WRITTEN TASK >>
Find every line in the rows below that contains the word "light" and copy each of those lines. Matching is case-sensitive.
□ □ □
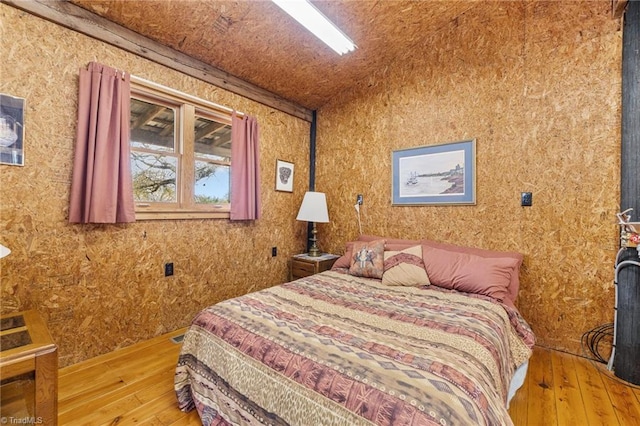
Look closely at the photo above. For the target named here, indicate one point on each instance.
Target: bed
(345, 348)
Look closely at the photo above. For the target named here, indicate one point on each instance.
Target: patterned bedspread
(334, 349)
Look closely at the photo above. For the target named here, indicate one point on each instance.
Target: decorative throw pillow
(469, 273)
(367, 259)
(405, 267)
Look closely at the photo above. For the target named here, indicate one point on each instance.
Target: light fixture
(313, 20)
(4, 251)
(314, 209)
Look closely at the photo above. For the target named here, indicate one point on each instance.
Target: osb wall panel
(537, 84)
(101, 287)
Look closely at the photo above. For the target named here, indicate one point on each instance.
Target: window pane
(212, 183)
(152, 126)
(154, 177)
(212, 139)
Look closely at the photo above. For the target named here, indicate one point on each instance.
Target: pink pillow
(367, 259)
(514, 282)
(470, 273)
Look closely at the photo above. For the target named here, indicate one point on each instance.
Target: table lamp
(314, 209)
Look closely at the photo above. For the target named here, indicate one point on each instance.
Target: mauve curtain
(101, 187)
(245, 169)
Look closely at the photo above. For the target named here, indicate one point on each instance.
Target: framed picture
(434, 174)
(11, 130)
(284, 176)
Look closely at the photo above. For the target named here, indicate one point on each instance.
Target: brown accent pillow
(405, 267)
(517, 258)
(367, 259)
(469, 273)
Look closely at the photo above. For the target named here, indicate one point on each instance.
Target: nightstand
(29, 369)
(303, 265)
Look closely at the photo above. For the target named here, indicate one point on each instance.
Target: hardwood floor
(134, 385)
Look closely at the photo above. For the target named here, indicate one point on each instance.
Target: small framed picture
(284, 176)
(434, 174)
(11, 130)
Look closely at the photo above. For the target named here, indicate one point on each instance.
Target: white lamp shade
(314, 208)
(4, 251)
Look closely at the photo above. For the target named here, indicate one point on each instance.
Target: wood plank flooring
(134, 385)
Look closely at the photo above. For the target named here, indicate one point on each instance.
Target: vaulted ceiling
(257, 42)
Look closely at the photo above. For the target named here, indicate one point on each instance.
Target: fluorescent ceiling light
(313, 20)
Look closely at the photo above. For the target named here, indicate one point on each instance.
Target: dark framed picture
(11, 130)
(434, 174)
(284, 176)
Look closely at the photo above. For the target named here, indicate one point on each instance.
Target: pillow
(405, 267)
(514, 282)
(470, 273)
(515, 257)
(367, 259)
(344, 261)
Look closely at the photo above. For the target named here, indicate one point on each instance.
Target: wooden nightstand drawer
(303, 265)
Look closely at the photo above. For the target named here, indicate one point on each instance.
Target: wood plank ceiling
(258, 43)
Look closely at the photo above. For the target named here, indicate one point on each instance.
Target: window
(180, 155)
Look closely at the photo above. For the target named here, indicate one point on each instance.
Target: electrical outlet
(526, 199)
(168, 269)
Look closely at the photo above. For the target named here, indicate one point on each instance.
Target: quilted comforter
(334, 349)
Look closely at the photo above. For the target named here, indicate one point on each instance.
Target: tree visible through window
(180, 156)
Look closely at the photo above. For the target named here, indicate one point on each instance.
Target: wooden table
(29, 370)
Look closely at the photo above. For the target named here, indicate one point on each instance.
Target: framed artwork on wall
(11, 130)
(441, 174)
(284, 176)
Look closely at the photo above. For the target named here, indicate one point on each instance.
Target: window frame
(187, 107)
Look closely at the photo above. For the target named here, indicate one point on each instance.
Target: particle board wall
(101, 287)
(537, 84)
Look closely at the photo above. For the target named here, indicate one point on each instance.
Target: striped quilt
(334, 349)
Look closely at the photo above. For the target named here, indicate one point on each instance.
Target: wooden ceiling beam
(212, 127)
(617, 8)
(81, 20)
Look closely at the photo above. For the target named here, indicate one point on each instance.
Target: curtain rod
(153, 85)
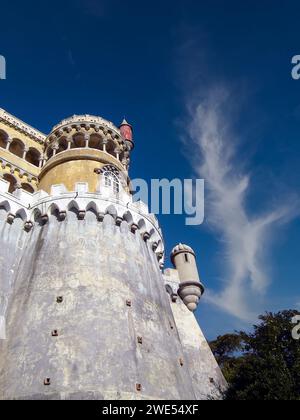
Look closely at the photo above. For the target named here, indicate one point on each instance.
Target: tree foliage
(263, 364)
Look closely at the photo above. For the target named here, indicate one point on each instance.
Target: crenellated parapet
(90, 132)
(38, 208)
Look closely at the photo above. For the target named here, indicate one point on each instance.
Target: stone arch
(49, 152)
(73, 205)
(112, 211)
(128, 217)
(111, 146)
(53, 210)
(92, 206)
(78, 141)
(21, 214)
(142, 225)
(12, 182)
(95, 142)
(17, 147)
(62, 145)
(33, 156)
(5, 205)
(3, 139)
(27, 187)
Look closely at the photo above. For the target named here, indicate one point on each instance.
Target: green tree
(263, 364)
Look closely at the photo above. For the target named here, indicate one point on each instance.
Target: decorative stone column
(104, 143)
(24, 152)
(9, 140)
(69, 140)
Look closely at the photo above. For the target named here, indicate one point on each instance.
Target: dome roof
(87, 119)
(180, 248)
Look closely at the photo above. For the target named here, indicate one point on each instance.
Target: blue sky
(170, 66)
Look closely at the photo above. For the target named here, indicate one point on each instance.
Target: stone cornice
(19, 125)
(88, 119)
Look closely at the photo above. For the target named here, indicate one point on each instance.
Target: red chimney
(126, 132)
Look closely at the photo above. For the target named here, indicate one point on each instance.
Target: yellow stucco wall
(23, 171)
(75, 165)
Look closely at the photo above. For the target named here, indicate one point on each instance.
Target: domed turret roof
(181, 248)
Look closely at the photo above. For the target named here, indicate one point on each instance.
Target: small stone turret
(127, 134)
(190, 288)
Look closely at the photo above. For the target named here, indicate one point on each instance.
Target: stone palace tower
(86, 311)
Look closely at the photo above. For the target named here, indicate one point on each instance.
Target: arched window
(12, 182)
(27, 187)
(62, 145)
(33, 156)
(111, 181)
(3, 139)
(17, 147)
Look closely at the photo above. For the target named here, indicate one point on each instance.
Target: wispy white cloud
(245, 237)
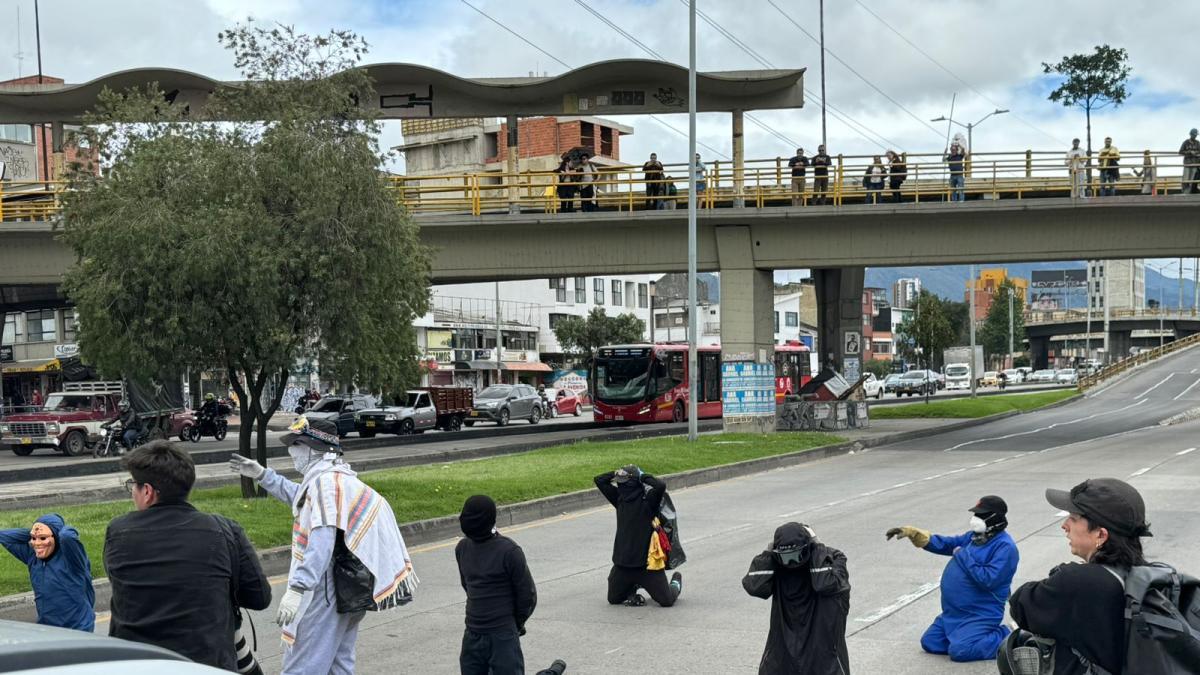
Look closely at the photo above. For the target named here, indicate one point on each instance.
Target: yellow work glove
(918, 537)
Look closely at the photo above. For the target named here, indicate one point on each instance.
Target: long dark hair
(1119, 550)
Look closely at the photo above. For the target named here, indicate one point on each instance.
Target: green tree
(928, 329)
(213, 239)
(994, 334)
(582, 336)
(1091, 82)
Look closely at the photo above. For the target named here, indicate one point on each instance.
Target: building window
(40, 327)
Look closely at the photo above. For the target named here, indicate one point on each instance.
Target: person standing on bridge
(1110, 173)
(1191, 151)
(975, 583)
(821, 163)
(637, 497)
(59, 572)
(341, 529)
(1077, 165)
(809, 590)
(798, 165)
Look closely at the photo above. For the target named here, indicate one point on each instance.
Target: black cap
(1107, 502)
(990, 503)
(478, 517)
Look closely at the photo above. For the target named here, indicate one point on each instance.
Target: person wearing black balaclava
(809, 590)
(637, 497)
(501, 593)
(975, 584)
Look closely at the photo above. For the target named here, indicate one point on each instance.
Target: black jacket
(636, 511)
(1080, 607)
(808, 609)
(177, 574)
(501, 593)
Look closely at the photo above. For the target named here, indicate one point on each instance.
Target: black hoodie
(808, 609)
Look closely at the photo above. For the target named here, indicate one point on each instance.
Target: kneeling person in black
(501, 593)
(636, 497)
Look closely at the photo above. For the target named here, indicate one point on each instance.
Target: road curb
(423, 532)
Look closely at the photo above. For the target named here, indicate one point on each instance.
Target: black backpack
(1162, 621)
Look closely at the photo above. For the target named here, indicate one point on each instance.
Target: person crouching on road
(59, 572)
(975, 583)
(340, 525)
(1081, 607)
(637, 497)
(809, 590)
(501, 593)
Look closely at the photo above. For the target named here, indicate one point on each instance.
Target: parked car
(438, 407)
(340, 410)
(46, 650)
(564, 401)
(504, 402)
(889, 382)
(1043, 376)
(873, 387)
(916, 382)
(1066, 376)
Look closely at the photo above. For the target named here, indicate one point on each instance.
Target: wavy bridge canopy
(413, 91)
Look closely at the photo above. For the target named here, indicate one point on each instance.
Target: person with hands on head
(336, 518)
(501, 593)
(809, 587)
(975, 584)
(637, 497)
(59, 572)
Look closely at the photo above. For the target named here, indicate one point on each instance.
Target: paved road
(850, 501)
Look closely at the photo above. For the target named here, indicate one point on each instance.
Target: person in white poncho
(334, 513)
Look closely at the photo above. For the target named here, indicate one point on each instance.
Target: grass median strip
(419, 493)
(982, 406)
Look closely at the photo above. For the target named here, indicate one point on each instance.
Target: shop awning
(39, 365)
(527, 366)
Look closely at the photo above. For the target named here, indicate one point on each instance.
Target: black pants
(491, 653)
(623, 581)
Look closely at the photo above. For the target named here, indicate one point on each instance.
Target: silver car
(504, 402)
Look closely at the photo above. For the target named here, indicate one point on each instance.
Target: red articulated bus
(649, 382)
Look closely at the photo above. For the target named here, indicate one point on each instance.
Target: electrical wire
(851, 69)
(952, 73)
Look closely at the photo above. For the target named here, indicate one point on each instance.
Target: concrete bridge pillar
(748, 335)
(1039, 352)
(840, 318)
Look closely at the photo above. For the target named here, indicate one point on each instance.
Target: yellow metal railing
(763, 183)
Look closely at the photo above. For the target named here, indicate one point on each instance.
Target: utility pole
(693, 318)
(975, 376)
(822, 76)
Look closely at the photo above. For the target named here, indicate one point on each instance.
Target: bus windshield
(622, 380)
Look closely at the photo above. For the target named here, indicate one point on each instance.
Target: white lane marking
(1186, 390)
(1156, 386)
(1055, 425)
(900, 603)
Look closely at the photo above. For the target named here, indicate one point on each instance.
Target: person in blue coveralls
(975, 583)
(59, 572)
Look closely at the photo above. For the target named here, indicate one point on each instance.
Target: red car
(564, 401)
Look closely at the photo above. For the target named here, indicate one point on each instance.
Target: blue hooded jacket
(61, 584)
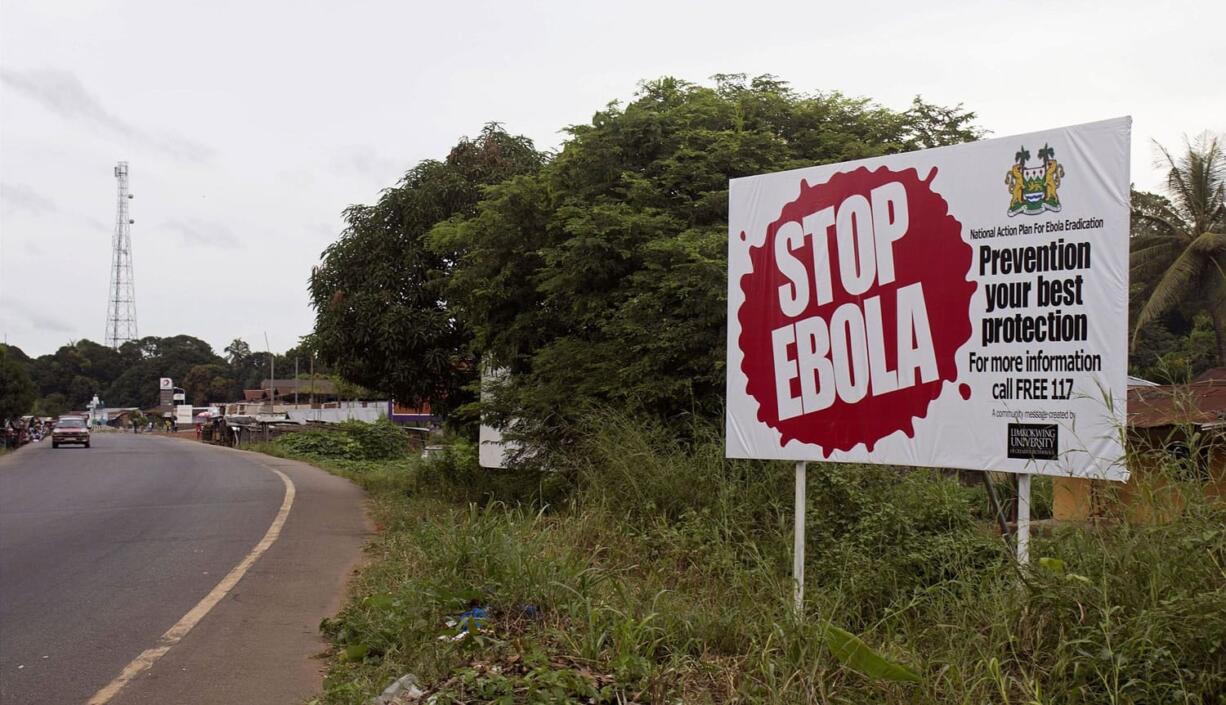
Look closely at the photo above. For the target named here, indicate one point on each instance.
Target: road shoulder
(261, 643)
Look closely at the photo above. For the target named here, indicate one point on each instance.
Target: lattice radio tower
(121, 304)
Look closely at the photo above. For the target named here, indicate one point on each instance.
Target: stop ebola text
(844, 356)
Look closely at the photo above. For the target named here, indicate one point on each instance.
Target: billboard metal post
(798, 541)
(1024, 519)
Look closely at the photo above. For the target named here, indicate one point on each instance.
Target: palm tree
(1186, 236)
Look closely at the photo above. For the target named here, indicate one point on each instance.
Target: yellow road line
(180, 629)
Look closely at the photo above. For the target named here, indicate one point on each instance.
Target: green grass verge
(655, 571)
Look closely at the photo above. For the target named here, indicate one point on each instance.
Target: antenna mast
(121, 303)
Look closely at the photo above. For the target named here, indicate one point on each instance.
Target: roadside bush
(350, 440)
(660, 573)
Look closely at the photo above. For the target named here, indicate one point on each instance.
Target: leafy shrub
(350, 440)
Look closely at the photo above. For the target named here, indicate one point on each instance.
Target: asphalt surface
(103, 549)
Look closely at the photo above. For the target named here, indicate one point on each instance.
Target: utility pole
(272, 374)
(121, 301)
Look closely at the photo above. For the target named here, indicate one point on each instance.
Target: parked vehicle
(70, 429)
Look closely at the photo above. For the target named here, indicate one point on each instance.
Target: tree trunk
(1218, 304)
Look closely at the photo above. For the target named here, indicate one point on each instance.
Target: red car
(70, 429)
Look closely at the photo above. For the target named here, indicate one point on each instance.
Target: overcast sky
(250, 125)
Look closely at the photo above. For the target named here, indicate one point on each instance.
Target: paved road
(103, 549)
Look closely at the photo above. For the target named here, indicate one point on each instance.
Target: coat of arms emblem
(1032, 190)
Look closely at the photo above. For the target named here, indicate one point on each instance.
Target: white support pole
(1024, 519)
(798, 541)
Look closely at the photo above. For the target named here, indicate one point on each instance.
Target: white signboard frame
(1043, 215)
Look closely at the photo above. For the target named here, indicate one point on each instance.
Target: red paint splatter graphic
(855, 308)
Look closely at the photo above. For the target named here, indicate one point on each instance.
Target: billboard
(960, 307)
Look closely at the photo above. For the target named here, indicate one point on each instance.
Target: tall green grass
(652, 570)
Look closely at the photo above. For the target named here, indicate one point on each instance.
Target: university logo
(1032, 190)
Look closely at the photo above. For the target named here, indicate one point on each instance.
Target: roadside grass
(652, 570)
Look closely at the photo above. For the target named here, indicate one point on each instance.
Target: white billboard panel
(961, 307)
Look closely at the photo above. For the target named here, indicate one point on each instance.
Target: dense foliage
(595, 276)
(381, 314)
(350, 440)
(16, 390)
(658, 574)
(1178, 265)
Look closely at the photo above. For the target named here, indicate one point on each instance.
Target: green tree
(1186, 239)
(602, 278)
(16, 390)
(53, 405)
(381, 316)
(209, 383)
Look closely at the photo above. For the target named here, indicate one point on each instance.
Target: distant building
(1186, 422)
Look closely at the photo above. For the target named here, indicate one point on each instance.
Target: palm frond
(1172, 288)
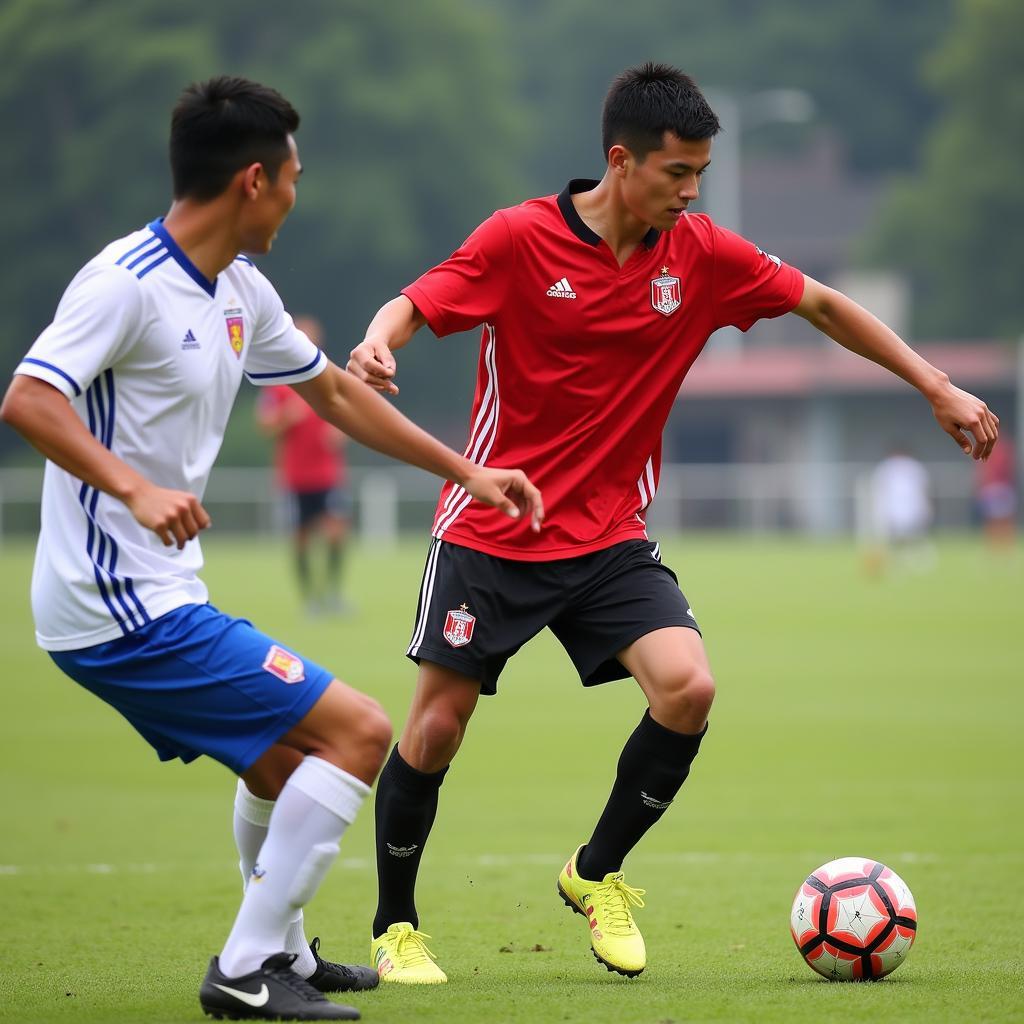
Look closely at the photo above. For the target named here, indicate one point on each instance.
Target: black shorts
□ □ □
EXERCISE RESPONSE >>
Target: light fixture
Target: fluorescent ceiling light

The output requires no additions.